Cyber pros are increasingly resorting to cyber guerrilla warfare to protect their servers. One blogger received much attention for the “zip bomb” tactic to fight scrapers and other malicious bots.
The web is filled with a plethora of unsophisticated crawlers, many of them malicious or unwelcome. To fight the barrage, software developer Ibrahim Diallo shared a seemingly effective method.
The “zip bomb” is like a booby trap for unwanted bots. When a server receives bots’ requests, it responds with a small (1-10MB) gzip-compressed file. However, the file decompresses into a much larger one that immediately crashes the bots that can't handle multi-gigabyte files.
That’s the intended goal – to overwhelm the bot’s system so it becomes unresponsive.
“I return a 200 OK response, and serve them a gzip response. I vary from a 1MB to 10MB file, which they are happy to ingest. For the most part, when they do, I never hear from them again,” Diallo shared in a blog post.
It works very well because gzip-compressed content is a common practice to save bandwidth and speed up loading times. Like many browsers, most bots accept gzip responses and decompress them automatically to read the page content.

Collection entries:
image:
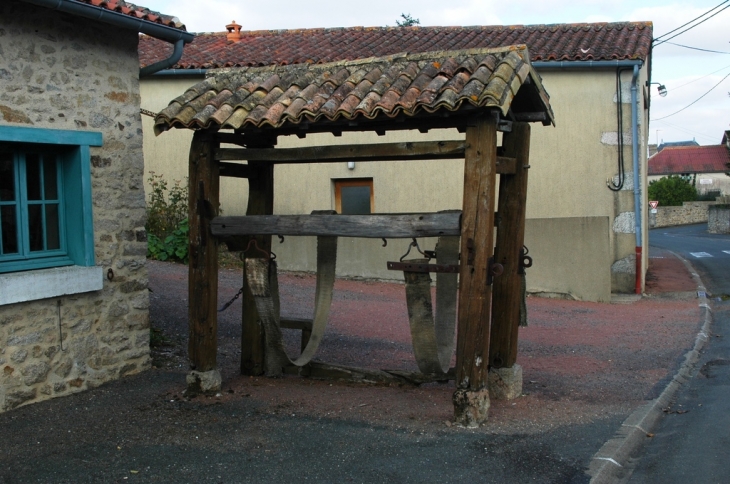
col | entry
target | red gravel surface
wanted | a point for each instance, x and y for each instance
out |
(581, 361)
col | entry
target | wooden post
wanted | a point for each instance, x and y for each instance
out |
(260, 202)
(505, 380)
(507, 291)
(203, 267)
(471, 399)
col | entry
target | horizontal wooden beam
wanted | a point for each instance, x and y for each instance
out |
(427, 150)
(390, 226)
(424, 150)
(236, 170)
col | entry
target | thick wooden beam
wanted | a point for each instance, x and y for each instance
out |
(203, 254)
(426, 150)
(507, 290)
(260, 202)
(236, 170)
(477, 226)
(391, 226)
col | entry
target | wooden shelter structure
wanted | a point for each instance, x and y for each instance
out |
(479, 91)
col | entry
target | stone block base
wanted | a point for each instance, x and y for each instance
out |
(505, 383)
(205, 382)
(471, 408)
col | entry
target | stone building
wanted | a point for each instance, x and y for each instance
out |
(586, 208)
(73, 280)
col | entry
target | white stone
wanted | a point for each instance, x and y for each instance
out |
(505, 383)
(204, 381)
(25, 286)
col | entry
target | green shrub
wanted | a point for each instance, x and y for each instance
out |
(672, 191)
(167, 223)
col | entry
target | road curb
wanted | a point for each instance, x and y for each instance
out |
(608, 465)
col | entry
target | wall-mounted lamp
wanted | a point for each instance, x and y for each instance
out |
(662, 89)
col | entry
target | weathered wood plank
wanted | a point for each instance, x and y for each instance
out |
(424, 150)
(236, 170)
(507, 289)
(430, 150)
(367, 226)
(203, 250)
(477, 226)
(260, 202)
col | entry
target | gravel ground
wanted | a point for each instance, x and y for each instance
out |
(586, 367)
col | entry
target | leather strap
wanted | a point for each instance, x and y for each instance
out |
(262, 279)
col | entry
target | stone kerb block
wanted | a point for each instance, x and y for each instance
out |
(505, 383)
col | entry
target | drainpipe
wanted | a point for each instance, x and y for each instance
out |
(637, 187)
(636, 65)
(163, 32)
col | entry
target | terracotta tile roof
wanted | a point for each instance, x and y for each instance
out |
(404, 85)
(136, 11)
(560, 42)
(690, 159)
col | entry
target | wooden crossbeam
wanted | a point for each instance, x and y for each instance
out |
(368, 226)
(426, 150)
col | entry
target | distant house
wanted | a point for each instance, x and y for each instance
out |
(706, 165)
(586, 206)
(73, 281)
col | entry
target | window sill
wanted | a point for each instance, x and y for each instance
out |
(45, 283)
--
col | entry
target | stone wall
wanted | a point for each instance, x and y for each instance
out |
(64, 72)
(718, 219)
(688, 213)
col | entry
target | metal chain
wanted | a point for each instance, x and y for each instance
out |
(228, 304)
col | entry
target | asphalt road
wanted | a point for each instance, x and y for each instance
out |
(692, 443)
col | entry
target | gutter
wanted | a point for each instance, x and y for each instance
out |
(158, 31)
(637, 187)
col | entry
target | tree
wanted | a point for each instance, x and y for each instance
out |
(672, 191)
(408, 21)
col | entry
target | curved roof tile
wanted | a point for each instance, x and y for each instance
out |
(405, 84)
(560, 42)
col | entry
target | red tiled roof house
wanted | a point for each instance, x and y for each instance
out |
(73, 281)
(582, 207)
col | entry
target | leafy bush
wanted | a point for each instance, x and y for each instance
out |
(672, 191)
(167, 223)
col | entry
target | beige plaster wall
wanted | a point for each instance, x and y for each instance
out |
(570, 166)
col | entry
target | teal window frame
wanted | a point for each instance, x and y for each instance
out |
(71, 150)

#### [EXERCISE INSTRUCTIONS]
(a) Answer these from the zip bomb article:
(i) What is the profession of the person who shared the method?
(ii) What HTTP response does he say he returns to the bots?
(iii) According to the final paragraph, why is gzip-compressed content a common practice?
(b) Write out the stretch of the zip bomb article from "The web is filled" through "a blog post.".
(c) Continue the zip bomb article past its last sentence.
These entries have no connection to the zip bomb article.

#### [ANSWER LIST]
(a)
(i) Software developer.
(ii) A 200 OK response.
(iii) To save bandwidth and speed up loading times.

(b)
The web is filled with a plethora of unsophisticated crawlers, many of them malicious or unwelcome. To fight the barrage, software developer Ibrahim Diallo shared a seemingly effective method.
The “zip bomb” is like a booby trap for unwanted bots. When a server receives bots’ requests, it responds with a small (1-10MB) gzip-compressed file. However, the file decompresses into a much larger one that immediately crashes the bots that can't handle multi-gigabyte files.
That’s the intended goal – to overwhelm the bot’s system so it becomes unresponsive.
“I return a 200 OK response, and serve them a gzip response. I vary from a 1MB to 10MB file, which they are happy to ingest. For the most part, when they do, I never hear from them again,” Diallo shared in a blog post.

(c)
However, their resources are limited.
“The file expands, and expands, and expands, until they run out of memory and their server crashes. The 1MB file decompresses into a 1GB. This is more than enough to break most bots. However, for those pesky scripts that won't stop, I serve them the 10MB file. This one decompresses into 10GB and instantly kills the script,” the developer said.
Diallo openly shared the instructions on how to create the zip bomb and even a simple code that acts as a middleware checking if the request is malicious, or the IP address is blacklisted. Everything can be done with just a few lines of code. However, the developer warns that there’s a risk of potentially crashing your own device.
Legitimate bots, like Googlebot, are well-engineered, clearly identify themselves, and follow strict protocols.
There’s still a risk that some legitimate user will be served a zip bomb. However, many browsers can handle or kill processes that require a 1 GB+ increase in RAM usage.
Intentionally sending data designed to crash another system raises some ethical considerations and is also not a foolproof solution. Zip bombs can be detected and circumvented.
Others jump on the bandwagon
On Monday, the “zip bomb” method became the most upvoted discussion on Lobste.rs, a computing-focused community for discussing technical content.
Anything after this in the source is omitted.